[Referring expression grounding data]
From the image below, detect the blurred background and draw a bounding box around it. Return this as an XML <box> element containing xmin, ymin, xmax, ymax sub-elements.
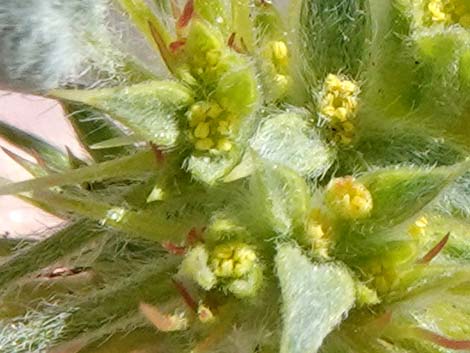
<box><xmin>0</xmin><ymin>91</ymin><xmax>87</xmax><ymax>238</ymax></box>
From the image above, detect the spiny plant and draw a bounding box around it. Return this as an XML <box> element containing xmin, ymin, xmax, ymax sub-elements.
<box><xmin>0</xmin><ymin>0</ymin><xmax>470</xmax><ymax>352</ymax></box>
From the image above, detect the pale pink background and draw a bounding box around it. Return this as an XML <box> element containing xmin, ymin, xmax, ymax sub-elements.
<box><xmin>0</xmin><ymin>91</ymin><xmax>87</xmax><ymax>238</ymax></box>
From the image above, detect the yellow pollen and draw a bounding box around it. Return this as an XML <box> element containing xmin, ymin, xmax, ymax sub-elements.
<box><xmin>270</xmin><ymin>41</ymin><xmax>288</xmax><ymax>62</ymax></box>
<box><xmin>206</xmin><ymin>49</ymin><xmax>222</xmax><ymax>67</ymax></box>
<box><xmin>426</xmin><ymin>0</ymin><xmax>470</xmax><ymax>27</ymax></box>
<box><xmin>427</xmin><ymin>0</ymin><xmax>451</xmax><ymax>23</ymax></box>
<box><xmin>408</xmin><ymin>216</ymin><xmax>429</xmax><ymax>238</ymax></box>
<box><xmin>274</xmin><ymin>74</ymin><xmax>289</xmax><ymax>88</ymax></box>
<box><xmin>188</xmin><ymin>101</ymin><xmax>237</xmax><ymax>153</ymax></box>
<box><xmin>206</xmin><ymin>102</ymin><xmax>223</xmax><ymax>119</ymax></box>
<box><xmin>319</xmin><ymin>74</ymin><xmax>360</xmax><ymax>145</ymax></box>
<box><xmin>216</xmin><ymin>138</ymin><xmax>233</xmax><ymax>152</ymax></box>
<box><xmin>195</xmin><ymin>138</ymin><xmax>214</xmax><ymax>151</ymax></box>
<box><xmin>194</xmin><ymin>122</ymin><xmax>210</xmax><ymax>139</ymax></box>
<box><xmin>325</xmin><ymin>176</ymin><xmax>373</xmax><ymax>219</ymax></box>
<box><xmin>306</xmin><ymin>208</ymin><xmax>332</xmax><ymax>259</ymax></box>
<box><xmin>211</xmin><ymin>243</ymin><xmax>257</xmax><ymax>279</ymax></box>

▶ _WHAT TO PRODUCE_: Every line above should be printed again word for word, without its pictures.

▶ _ANSWER SECTION_:
From the image below, detect the blurred background and draw a bounding box around it. Return this as an XML <box> element containing xmin, ymin, xmax, ymax sub-elements.
<box><xmin>0</xmin><ymin>91</ymin><xmax>87</xmax><ymax>238</ymax></box>
From the image above, detect the spiny plant and draw a bounding box around it. Return this as an XML <box> element containing xmin, ymin, xmax, ymax sub-elements.
<box><xmin>0</xmin><ymin>0</ymin><xmax>470</xmax><ymax>352</ymax></box>
From the image above, detect the pale pink background and draw a bounding box around it. Return this as an XML <box> element containing xmin, ymin, xmax, ymax sub-elements.
<box><xmin>0</xmin><ymin>91</ymin><xmax>87</xmax><ymax>238</ymax></box>
From the image above, detect the yellow pollen and draw a bounding box around it. Return this as an XML <box> element containing xmin, ymin, xmax, ymax sub-elements.
<box><xmin>270</xmin><ymin>41</ymin><xmax>288</xmax><ymax>62</ymax></box>
<box><xmin>206</xmin><ymin>49</ymin><xmax>222</xmax><ymax>67</ymax></box>
<box><xmin>426</xmin><ymin>0</ymin><xmax>470</xmax><ymax>27</ymax></box>
<box><xmin>427</xmin><ymin>0</ymin><xmax>451</xmax><ymax>23</ymax></box>
<box><xmin>408</xmin><ymin>216</ymin><xmax>429</xmax><ymax>238</ymax></box>
<box><xmin>274</xmin><ymin>74</ymin><xmax>289</xmax><ymax>88</ymax></box>
<box><xmin>188</xmin><ymin>101</ymin><xmax>237</xmax><ymax>153</ymax></box>
<box><xmin>206</xmin><ymin>102</ymin><xmax>223</xmax><ymax>119</ymax></box>
<box><xmin>319</xmin><ymin>74</ymin><xmax>360</xmax><ymax>145</ymax></box>
<box><xmin>216</xmin><ymin>138</ymin><xmax>233</xmax><ymax>152</ymax></box>
<box><xmin>195</xmin><ymin>138</ymin><xmax>214</xmax><ymax>151</ymax></box>
<box><xmin>194</xmin><ymin>122</ymin><xmax>210</xmax><ymax>139</ymax></box>
<box><xmin>325</xmin><ymin>176</ymin><xmax>373</xmax><ymax>219</ymax></box>
<box><xmin>306</xmin><ymin>208</ymin><xmax>332</xmax><ymax>259</ymax></box>
<box><xmin>211</xmin><ymin>243</ymin><xmax>257</xmax><ymax>279</ymax></box>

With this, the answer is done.